## Consignes
Indiquez, s'il vous plaît, si chacune des affirmations suivantes est conforme à l'article sur Kendrick Lamar, en répondant par oui ou non et en citant textuellement les mots décisifs de l'article.
1. good kid, m.A.A.d city correspond à la première signature en major de Kendrick Lamar.
2. Le morceau Compton est en featuring avec Snoop Dogg.
3. Untitled Unmastered est sorti la même année que To Pimp a Butterfly.

## Texte source
┌──

KENDRICK LAMAR – DAMN.: UN CLASSIQUE INSTANTANÉ

La musique de Kendrick Lamar continue de nous questionner à travers ses compositions riches, complexes et qui évoluent au fil des projets… Avec DAMN. le rappeur revient en force en nous délivrant une musique plus humaine que jamais!

Depuis sa popularisation en 2010 et sa première signature en major avec le classique good kid, m.A.A.d city, chaque nouveau projet de Kendrick Lamar est un événement. À l’époque, le jeune MC de Compton talonne ses aînés Snoop Dogg, The Game ou encore Busta Rhymes à travers des collaborations remarquées. Son deuxième album studio impose son style et le place en digne héritier du rap West Coast. On se souvient encore de la folie procurée par le banger Compton en featuring avec le parrain Dr Dre.

Avec To Pimp a Butterfly, le rappeur creuse davantage l’écart avec un contenu engagé et exigent, puisant dans une musique aux multiples influences. Des sonorités que l’on retrouve dans la compilation Untitled Unmastered. Un projet sorti l’année suivante et recensant des morceaux avortés lors du mastering de son troisième album studio. Un autre ovni musical dont certains tracks, comme la numéro 5 (big up Massive Attack) sonnent carrément trip-hop. Ce n’est plus du rap, c’est du Kendrick Lamar. Un objet à lui, que personne ne peut se réapproprier.

Entre temps, Duckworth a enchaîné les collaborations en lâchant des couplets enflammés, comme sur le dernier skeud de Dr Dre, le morceau Holy Key de Dj Khaled ou encore sur les très bons Goosebumps de Travis Scott, Sidewalks de The Weeknd et God Is Fair, Sexy Nasty de Mac Miller.

└──

Exemples d'étiquetage de points
┌──

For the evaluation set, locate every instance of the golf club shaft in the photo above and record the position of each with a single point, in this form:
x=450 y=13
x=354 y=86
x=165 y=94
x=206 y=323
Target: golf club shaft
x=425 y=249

└──

## Réponse rédigée
1. Oui : « sa première signature en major avec le classique good kid, m.A.A.d city ».
2. Non : « le banger Compton en featuring avec le parrain Dr Dre ».
3. Non : « Un projet sorti l’année suivante ».